Exercise goal: Copy the records from the line containing "Thank you for the photo. Please point out the blonde ponytail" through the line containing "(1119, 373)", both included, keeping the requests as they are and scaling every coordinate in the answers by 1.05, rounded to the nearest whole number with halves rounded up. Give only these lines.
# START OF Input rows
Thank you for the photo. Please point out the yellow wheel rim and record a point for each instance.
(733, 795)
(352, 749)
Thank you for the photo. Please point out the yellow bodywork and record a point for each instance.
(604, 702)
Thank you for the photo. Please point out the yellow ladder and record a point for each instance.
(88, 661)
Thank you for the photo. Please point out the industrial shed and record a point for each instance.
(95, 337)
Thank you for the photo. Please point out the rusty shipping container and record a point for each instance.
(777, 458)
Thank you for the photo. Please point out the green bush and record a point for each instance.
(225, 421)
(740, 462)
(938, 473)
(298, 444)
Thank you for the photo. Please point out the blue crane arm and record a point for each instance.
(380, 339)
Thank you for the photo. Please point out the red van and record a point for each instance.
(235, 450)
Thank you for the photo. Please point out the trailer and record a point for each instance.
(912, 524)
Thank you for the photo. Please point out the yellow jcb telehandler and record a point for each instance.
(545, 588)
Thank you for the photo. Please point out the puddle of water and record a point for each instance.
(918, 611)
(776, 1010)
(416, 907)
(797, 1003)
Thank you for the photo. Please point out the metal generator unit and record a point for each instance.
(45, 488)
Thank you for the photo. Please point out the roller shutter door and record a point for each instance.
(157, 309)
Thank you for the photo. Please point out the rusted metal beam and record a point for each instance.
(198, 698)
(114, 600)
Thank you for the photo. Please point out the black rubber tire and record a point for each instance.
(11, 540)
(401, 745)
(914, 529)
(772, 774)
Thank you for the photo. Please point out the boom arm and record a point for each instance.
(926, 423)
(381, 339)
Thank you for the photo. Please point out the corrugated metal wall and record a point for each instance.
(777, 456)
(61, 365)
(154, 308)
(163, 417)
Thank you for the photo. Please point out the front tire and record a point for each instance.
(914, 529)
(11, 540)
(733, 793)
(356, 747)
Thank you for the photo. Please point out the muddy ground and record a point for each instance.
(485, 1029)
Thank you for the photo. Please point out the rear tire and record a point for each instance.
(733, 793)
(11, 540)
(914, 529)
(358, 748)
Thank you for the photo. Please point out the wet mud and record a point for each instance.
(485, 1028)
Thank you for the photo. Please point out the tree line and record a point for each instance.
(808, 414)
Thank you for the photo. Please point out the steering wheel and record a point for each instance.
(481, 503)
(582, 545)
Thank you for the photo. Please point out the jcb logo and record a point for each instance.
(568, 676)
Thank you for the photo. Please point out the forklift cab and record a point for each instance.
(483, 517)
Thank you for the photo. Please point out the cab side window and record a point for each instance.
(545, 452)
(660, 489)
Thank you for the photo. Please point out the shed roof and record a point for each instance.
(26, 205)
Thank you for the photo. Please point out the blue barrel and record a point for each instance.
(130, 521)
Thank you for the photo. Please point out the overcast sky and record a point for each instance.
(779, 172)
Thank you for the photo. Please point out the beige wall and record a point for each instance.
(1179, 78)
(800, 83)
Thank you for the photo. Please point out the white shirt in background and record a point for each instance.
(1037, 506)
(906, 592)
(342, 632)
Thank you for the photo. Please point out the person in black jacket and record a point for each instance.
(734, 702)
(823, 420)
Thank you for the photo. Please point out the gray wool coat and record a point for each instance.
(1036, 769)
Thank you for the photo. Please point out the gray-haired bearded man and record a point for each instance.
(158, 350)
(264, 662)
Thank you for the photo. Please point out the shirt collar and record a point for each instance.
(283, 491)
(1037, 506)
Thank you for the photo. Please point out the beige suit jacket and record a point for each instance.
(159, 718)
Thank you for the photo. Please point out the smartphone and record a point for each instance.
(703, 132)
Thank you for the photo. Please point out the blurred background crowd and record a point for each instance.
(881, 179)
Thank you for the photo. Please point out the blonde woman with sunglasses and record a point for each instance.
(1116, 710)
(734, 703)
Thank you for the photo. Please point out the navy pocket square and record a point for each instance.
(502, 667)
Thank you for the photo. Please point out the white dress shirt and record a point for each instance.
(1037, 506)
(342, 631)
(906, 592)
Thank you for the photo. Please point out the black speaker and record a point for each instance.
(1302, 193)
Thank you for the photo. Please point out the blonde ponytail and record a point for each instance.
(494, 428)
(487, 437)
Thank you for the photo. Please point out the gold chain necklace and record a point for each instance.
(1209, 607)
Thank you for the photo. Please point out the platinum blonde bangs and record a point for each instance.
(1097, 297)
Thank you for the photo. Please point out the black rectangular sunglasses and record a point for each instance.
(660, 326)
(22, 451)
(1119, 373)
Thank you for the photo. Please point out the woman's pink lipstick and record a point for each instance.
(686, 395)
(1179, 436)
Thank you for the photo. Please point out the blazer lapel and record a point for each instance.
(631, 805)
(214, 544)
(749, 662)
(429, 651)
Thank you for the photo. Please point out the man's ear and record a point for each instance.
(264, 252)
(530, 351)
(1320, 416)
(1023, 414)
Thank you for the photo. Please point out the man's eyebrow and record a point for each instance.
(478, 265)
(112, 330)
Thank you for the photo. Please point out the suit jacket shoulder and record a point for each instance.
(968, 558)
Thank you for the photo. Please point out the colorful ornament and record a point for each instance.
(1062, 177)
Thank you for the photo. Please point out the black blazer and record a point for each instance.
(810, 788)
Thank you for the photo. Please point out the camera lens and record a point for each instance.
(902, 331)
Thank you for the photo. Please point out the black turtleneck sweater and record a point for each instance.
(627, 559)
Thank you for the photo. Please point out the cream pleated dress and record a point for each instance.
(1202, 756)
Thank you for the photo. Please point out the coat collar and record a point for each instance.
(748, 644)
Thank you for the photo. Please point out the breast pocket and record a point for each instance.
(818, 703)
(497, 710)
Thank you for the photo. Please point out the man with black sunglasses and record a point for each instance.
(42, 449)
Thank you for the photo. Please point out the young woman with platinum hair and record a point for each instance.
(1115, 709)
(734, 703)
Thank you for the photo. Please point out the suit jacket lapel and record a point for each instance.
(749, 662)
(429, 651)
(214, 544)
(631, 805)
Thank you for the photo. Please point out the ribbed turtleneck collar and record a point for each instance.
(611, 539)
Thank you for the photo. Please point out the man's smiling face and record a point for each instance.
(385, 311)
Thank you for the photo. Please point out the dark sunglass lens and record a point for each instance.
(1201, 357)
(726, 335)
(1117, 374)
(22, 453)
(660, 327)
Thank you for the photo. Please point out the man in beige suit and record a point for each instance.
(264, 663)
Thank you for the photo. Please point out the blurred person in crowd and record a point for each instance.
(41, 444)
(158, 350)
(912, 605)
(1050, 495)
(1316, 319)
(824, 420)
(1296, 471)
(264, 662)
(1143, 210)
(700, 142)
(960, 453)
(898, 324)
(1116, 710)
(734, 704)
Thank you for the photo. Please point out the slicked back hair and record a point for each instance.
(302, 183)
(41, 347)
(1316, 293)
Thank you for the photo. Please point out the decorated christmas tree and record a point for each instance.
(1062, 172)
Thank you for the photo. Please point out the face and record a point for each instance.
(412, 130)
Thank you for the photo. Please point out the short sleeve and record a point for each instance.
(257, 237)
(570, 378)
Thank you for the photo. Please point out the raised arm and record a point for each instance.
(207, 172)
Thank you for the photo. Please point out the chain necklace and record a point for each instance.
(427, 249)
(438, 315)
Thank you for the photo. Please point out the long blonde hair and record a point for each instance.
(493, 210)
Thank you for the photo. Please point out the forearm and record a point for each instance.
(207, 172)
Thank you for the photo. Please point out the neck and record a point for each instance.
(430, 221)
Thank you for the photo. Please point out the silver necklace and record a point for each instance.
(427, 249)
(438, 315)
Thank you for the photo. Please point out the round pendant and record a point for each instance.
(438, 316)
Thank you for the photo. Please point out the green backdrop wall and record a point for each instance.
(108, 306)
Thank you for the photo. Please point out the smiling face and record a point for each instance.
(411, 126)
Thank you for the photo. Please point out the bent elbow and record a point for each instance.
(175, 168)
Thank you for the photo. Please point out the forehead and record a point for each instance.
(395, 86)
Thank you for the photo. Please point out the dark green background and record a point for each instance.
# END OF Input rows
Answer:
Thank you for the photo. Please point out the blonde ponytail and record a point for each instance.
(519, 449)
(511, 459)
Thank you for the photo. Please point out the gold chain necklace and record a point for each instance.
(1269, 637)
Thank you for the photo. Please point out the platinum blonde bangs and record a point for each instance.
(1152, 312)
Thank you for the photo. Please point out the black rectangular sunglasses and record a point for each instance.
(693, 342)
(23, 474)
(1175, 392)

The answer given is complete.